> What the exercise asks:
Transcribe the material exactly. Images do not belong in the copy.

-- START OF Material for this exercise --

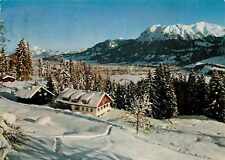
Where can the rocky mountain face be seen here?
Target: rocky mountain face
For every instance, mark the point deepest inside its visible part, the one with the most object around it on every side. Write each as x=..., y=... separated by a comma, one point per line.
x=175, y=44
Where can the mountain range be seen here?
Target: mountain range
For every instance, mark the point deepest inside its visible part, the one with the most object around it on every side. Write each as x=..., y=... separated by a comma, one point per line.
x=176, y=44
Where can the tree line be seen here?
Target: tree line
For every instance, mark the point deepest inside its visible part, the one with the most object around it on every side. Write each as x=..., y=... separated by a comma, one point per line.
x=163, y=94
x=18, y=64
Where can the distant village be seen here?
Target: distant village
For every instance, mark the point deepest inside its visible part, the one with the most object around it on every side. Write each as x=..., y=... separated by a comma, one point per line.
x=82, y=91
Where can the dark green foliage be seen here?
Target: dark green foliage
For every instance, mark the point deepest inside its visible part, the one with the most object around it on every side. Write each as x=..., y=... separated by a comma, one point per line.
x=51, y=85
x=164, y=98
x=217, y=97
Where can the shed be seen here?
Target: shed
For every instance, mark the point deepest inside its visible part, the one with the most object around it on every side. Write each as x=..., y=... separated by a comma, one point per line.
x=35, y=94
x=8, y=78
x=87, y=102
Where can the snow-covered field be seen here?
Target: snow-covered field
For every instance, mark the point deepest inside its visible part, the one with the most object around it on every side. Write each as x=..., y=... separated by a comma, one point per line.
x=54, y=135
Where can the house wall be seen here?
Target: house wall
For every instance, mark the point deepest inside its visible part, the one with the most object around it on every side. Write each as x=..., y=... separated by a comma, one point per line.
x=84, y=109
x=103, y=109
x=92, y=110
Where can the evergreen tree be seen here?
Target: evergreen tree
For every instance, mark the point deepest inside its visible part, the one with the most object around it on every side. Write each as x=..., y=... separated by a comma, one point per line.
x=180, y=85
x=119, y=97
x=24, y=61
x=217, y=97
x=138, y=109
x=191, y=103
x=3, y=62
x=202, y=95
x=52, y=85
x=164, y=104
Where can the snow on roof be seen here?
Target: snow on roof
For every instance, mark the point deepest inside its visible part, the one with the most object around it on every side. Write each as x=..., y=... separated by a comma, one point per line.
x=81, y=97
x=8, y=76
x=29, y=92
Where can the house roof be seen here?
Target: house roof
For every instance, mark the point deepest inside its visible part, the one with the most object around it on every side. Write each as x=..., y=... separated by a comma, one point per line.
x=8, y=76
x=29, y=92
x=81, y=97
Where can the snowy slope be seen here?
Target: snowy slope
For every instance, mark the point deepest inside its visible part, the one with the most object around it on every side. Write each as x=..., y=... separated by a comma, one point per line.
x=186, y=32
x=54, y=135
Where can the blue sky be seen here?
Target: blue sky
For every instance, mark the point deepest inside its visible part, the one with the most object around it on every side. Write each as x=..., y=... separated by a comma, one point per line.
x=74, y=24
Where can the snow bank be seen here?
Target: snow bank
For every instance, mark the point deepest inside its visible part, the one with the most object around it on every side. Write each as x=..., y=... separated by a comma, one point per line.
x=9, y=117
x=45, y=120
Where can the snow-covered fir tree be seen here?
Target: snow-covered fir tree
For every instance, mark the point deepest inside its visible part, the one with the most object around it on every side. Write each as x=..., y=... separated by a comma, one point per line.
x=3, y=62
x=24, y=61
x=52, y=85
x=217, y=97
x=138, y=109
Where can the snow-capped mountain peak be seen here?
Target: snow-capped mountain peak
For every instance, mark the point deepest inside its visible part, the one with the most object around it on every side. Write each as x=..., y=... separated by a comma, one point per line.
x=193, y=31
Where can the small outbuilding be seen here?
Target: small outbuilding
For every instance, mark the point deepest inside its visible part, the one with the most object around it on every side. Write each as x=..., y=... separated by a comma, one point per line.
x=35, y=94
x=7, y=78
x=87, y=102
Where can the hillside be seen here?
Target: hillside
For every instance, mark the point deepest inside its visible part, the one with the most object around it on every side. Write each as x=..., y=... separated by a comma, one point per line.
x=53, y=134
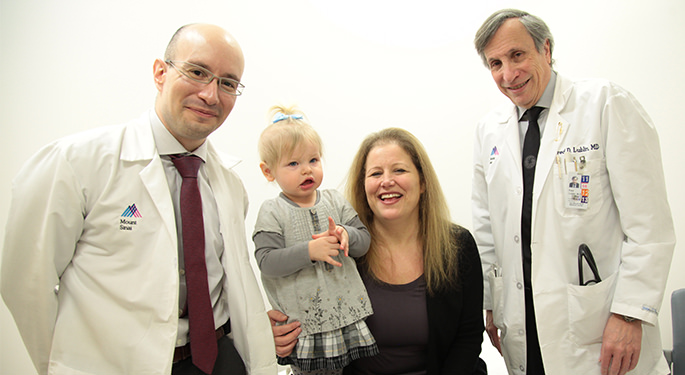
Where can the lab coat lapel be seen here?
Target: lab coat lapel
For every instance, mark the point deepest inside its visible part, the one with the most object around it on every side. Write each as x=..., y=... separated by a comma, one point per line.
x=556, y=128
x=138, y=145
x=512, y=138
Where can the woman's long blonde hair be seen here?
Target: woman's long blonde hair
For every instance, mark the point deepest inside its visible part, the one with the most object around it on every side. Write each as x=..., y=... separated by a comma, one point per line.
x=440, y=251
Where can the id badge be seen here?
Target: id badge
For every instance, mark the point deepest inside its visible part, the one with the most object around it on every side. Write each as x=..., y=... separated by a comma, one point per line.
x=577, y=190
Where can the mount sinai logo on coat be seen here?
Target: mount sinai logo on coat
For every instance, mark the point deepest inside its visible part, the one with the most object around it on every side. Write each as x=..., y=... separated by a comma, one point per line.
x=129, y=218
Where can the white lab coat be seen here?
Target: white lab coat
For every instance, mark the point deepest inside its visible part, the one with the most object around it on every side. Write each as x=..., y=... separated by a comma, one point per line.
x=94, y=295
x=627, y=225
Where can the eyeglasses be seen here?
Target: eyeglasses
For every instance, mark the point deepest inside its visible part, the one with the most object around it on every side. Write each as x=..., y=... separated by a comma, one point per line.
x=202, y=75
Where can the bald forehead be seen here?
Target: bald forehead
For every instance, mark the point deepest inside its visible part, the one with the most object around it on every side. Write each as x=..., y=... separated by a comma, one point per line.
x=192, y=35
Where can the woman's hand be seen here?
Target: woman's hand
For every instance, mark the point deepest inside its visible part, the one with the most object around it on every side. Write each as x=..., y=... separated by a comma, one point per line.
x=285, y=335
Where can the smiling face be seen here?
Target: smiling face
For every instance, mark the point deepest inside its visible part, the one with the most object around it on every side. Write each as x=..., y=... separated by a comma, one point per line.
x=299, y=174
x=520, y=71
x=392, y=184
x=191, y=110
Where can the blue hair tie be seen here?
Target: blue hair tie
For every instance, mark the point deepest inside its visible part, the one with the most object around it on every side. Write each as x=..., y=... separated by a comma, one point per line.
x=281, y=117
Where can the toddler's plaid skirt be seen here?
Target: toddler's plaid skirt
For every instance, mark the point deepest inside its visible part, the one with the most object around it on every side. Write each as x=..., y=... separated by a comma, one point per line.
x=333, y=349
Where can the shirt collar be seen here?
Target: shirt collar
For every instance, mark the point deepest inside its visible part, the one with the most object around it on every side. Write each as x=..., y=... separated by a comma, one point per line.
x=545, y=100
x=167, y=144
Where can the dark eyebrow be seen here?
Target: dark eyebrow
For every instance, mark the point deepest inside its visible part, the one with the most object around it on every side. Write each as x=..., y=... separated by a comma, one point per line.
x=203, y=65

-- END OF Material for this exercise --

> Reply:
Where can the rocky mountain face be seen here?
Target: rocky mountain face
For every instance, mark the point deepest inside its visible part, the one with the most object around it on every side. Write each as x=..., y=... separated by a comma, one point per line.
x=175, y=44
Where can the mountain range be seen here?
Target: mountain range
For every instance, mark the point deepest inside its visible part, the one with the most object around it on every side. Write each as x=..., y=... separated by a comma, one point per line.
x=176, y=44
Where can the tree line be seen here?
Target: tree line
For every instance, mark the point deepest inside its visible part, the one with the most object around it on every side. Write each as x=..., y=... separated by a comma, one point per line.
x=163, y=94
x=18, y=64
Where can the distant village be seen here?
Target: distant village
For every instance, mark the point deepest inside its visible part, the one with the most object around it on every side. Write each as x=..., y=... separated by a comma, one point per line.
x=82, y=91
Where can the dark green foliage be seen here?
Target: dark green foliage
For every instance, mark the point deepest inside its visible part, the one with the most object around it on every side. Write each as x=..., y=... separated by a comma, one point per line.
x=51, y=85
x=164, y=98
x=217, y=97
Where can the shed be seen here?
Target: shed
For every instance, mark the point deepest inside its visible part, the one with the most object around it on every side. Write each as x=..., y=... separated by a comma, one point per line.
x=35, y=94
x=8, y=78
x=87, y=102
Where can the snow-covered field be seen here?
Target: snow-covered field
For every instance, mark the point deepest inside its visible part, the one with the most object around it on every side. Write each as x=..., y=... separated by a comma, one point per line.
x=54, y=135
Where can the house wall be seen here?
Target: house wall
For every instance, mark the point deepest inside its visible part, the one with the most object around it on every side. Write each as x=..., y=... separated by a comma, one point per line.
x=84, y=109
x=103, y=109
x=92, y=110
Where can the evergreen tree be seen here?
Target: evergreen tree
For every instance, mark the point deepest inside its visible part, the one with the most object around it on every side. Write each as x=..., y=... separated by a comma, one point per line.
x=180, y=85
x=119, y=97
x=24, y=61
x=217, y=97
x=138, y=109
x=191, y=103
x=3, y=62
x=202, y=95
x=52, y=85
x=164, y=104
Where can the snow on roof be seen here?
Target: snow on roof
For every instance, mark the point deepest inside its visible part, the one with the most object around it on every side. Write each as x=..., y=... separated by a comma, one point per line.
x=81, y=97
x=8, y=76
x=29, y=92
Where can the house roof be seen here?
Target: house roof
For every instance, mark the point deepest inside its visible part, the one with the most object around it on every side. Write each as x=..., y=... separated by a comma, one point per line.
x=8, y=76
x=29, y=92
x=81, y=97
Where can the snowy slope be seen here?
Target: snowy slope
For every instance, mark the point deepest inside its visible part, the one with the most object around it on every side. Write each as x=..., y=... separated by a comma, one point per line.
x=186, y=32
x=54, y=135
Where can the blue sky be seen here?
Target: blue sky
For every instance, mark the point deepest inside its visible part, the one with the most object around it on every side. Write each as x=..., y=... separated by a comma, one point per line.
x=74, y=24
Where can the snow bank be seen here?
Target: snow bank
For every instance, mark the point deepest inside its visible part, the one with the most object around it on every side. Write each as x=..., y=... separated by a comma, one point per line.
x=9, y=117
x=45, y=120
Where can the snow-covered fir tree be seen here?
Target: snow-covered fir tree
For every instance, mark the point deepest inside its visible part, the one with the most object around it on every side. Write each as x=..., y=... separated by a comma, one point per line.
x=3, y=62
x=24, y=61
x=52, y=85
x=217, y=97
x=138, y=109
Where can the snow-capped mountain peak be seen here?
Target: snow-capped mountain peak
For every instance, mark the point deepest inside its visible part, the one with the most object around it on every side. Write each as x=..., y=... separated by a comma, one point per line.
x=193, y=31
Where can the small outbuilding be seen here?
Target: small outbuilding
For every instance, mark the point deepest inside its visible part, the one with the most object around it on every side. Write each as x=..., y=... separated by a comma, one point per line.
x=35, y=94
x=7, y=78
x=87, y=102
Where can the hillside be seen here?
Target: hillside
For every instance, mark the point deepest inside its visible part, the one with the most object around it on every side. Write each as x=..., y=... separated by a comma, one point per line.
x=53, y=134
Where can the lab coat lapel be seen here?
Target: lab coat lapel
For every instance, mark the point deepest inside its visible part, the one with the most object around it on every side. Write each as x=..., y=... separated by a comma, one point per line.
x=556, y=128
x=138, y=145
x=512, y=138
Where can the woman's long blonde hair be seen here?
Target: woman's long blonde hair
For every instance, mark the point deepest inside its visible part, the one with the most object around it on every side. Write each as x=..., y=... separated by a comma, one point per line.
x=440, y=251
Where can the id badge be seen here?
Target: id badge
For every instance, mark the point deepest inside its visible part, the one with the most object around it on every side. Write each as x=..., y=... separated by a comma, one point per line.
x=577, y=190
Where can the mount sinai logo on coat be seen here?
Target: mount sinai logo on coat
For every instance, mark the point deepest inside its visible part, the one with the most object around it on every side. Write each as x=..., y=... separated by a comma, one point per line.
x=129, y=218
Where can the white lab coat be seen here?
Target: white lab coat
For every instance, mark the point deepest inside its visible part, the one with the most object around it on every side. Write each as x=..., y=... separated by a comma, one point per line.
x=94, y=295
x=627, y=225
Where can the eyeglasses be seen here?
Target: eyeglasses
For every instance, mark the point deepest inside its visible part, the one with the most object around it on every side. Write each as x=..., y=... separated by a comma, one point per line.
x=202, y=75
Where can the bald forehead be seen here?
Target: bald forehead
For every instance, mark the point deepest inside its visible part, the one with the most object around it on every side. Write each as x=..., y=... separated by a comma, one point per line.
x=192, y=35
Where can the woman's hand be seen here?
Target: woman's hand
For every instance, mark the point deepest inside its visible part, the one with the most object around it on every side. Write each as x=..., y=... separated by a comma, one point per line.
x=285, y=335
Where can the smiling face be seen here?
Target: smiling face
For every instance, mark the point deepest inside its visible part, the one with the most object around it on every side. Write each as x=..., y=... separated by a comma, one point per line.
x=299, y=174
x=520, y=71
x=392, y=184
x=191, y=110
Where can the blue hair tie be seen here?
Target: blue hair tie
For every instance, mark the point deepest inside its visible part, the one with the most object around it on every side. Write each as x=..., y=... separated by a comma, one point per line.
x=281, y=117
Where can the toddler's plaid skirt be seen here?
Target: toddler's plaid skirt
For every instance, mark the point deepest inside its visible part, the one with the most object around it on every side. Write each as x=..., y=... separated by a comma, one point per line.
x=333, y=349
Where can the shirt collar be seen here?
Target: shirt collar
For every instance, mark the point deepest inside its visible part, the one with the most object around it on every side. Write each as x=..., y=... separated by a comma, one point per line.
x=545, y=100
x=167, y=144
Where can the dark eyebrow be seen here?
Target: dark eyebrow
For every instance, mark the point deepest inside its visible part, the one with the most object around it on every side. Write each as x=..., y=... separated by a comma, one point per line.
x=203, y=65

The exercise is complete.